# EXERCISE TASK:
Retype every one of the lines below character for character, leaving nothing out and changing nothing.

(Pointing entries for labeled objects)

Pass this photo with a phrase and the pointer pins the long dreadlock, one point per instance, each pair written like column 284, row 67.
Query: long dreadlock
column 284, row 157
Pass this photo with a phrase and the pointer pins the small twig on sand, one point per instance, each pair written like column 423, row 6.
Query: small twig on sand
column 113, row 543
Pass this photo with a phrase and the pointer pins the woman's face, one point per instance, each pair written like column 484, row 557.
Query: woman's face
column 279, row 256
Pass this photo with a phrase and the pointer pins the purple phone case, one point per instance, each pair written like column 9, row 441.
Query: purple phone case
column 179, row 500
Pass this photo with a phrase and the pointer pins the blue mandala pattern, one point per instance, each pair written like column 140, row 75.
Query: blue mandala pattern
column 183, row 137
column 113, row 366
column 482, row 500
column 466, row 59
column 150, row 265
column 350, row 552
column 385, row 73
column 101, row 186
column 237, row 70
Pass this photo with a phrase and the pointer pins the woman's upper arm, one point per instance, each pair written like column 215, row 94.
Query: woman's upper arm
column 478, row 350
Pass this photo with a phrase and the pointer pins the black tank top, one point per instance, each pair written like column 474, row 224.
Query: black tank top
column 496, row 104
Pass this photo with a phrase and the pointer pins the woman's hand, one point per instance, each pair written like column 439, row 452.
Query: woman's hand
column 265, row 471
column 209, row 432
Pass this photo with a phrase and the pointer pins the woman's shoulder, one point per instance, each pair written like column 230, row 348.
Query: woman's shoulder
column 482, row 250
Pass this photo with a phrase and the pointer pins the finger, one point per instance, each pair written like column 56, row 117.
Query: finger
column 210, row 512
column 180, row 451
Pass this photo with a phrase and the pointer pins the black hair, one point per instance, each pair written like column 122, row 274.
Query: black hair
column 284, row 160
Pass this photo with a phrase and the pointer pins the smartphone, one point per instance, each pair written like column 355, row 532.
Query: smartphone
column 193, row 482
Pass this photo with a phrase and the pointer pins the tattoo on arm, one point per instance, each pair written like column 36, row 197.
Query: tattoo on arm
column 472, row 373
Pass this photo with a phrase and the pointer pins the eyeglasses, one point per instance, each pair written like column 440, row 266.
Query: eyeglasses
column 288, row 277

# RESPONSE BELOW:
Pass this photo with a phrase and the pointer pins the long dreadlock, one point per instance, each pair written like column 284, row 67.
Query: long dreadlock
column 284, row 157
Pass this photo with a phrase and the pointer pins the small twig on sand, one point per instance, each pair written like column 423, row 6.
Query: small twig on sand
column 113, row 543
Pass this photo with a phrase and the pointer pins the woman's face, one point per instance, each pair written like column 484, row 557.
Query: woman's face
column 279, row 256
Pass this photo with a phrase and the pointer pins the purple phone case, one point per instance, each pair written like column 9, row 441.
Query: purple phone case
column 179, row 500
Pass this photo with a phrase and the pointer pins the blue mandala pattern, one point per instance, each pair written like column 140, row 75.
Query: blue mandala pattern
column 183, row 137
column 113, row 366
column 482, row 500
column 466, row 59
column 150, row 265
column 350, row 552
column 385, row 73
column 101, row 186
column 237, row 70
Pass this photo with a phrase and the pointer pins the woman's upper arm, one point per instance, each pair written like column 215, row 94.
Query: woman's upper arm
column 478, row 350
Pass this photo with a phrase and the pointer pins the black tank top, one point per instance, each pair written like column 474, row 224.
Query: black tank top
column 496, row 104
Pass this photo with a phrase and the pointer pins the woman's hand, one point per instance, each pair written like column 439, row 452.
Query: woman's hand
column 265, row 471
column 209, row 432
Pass this photo with a phrase and the pointer pins the woman's shoulder, one point per instance, each pair written like column 230, row 348.
Query: woman's shoulder
column 482, row 250
Pass this photo with a phrase and the pointer pins the finger, one point per instance, each pair written like column 56, row 117.
Query: finger
column 210, row 512
column 180, row 451
Pass this photo with a phrase and the pointer pins the black hair, one point per instance, each pair written like column 122, row 274.
Query: black hair
column 284, row 160
Pass this photo with a phrase and the pointer pins the smartphone, one point per instance, each pair written like column 355, row 532.
Query: smartphone
column 193, row 482
Pass this photo with a phrase and the pointer pins the tattoo on arm, one point per instance, each pair written like column 36, row 197.
Query: tattoo on arm
column 472, row 373
Pass this photo with a phrase and the pointer pins the eyeglasses, one point per instance, each pair written like column 440, row 266.
Query: eyeglasses
column 288, row 277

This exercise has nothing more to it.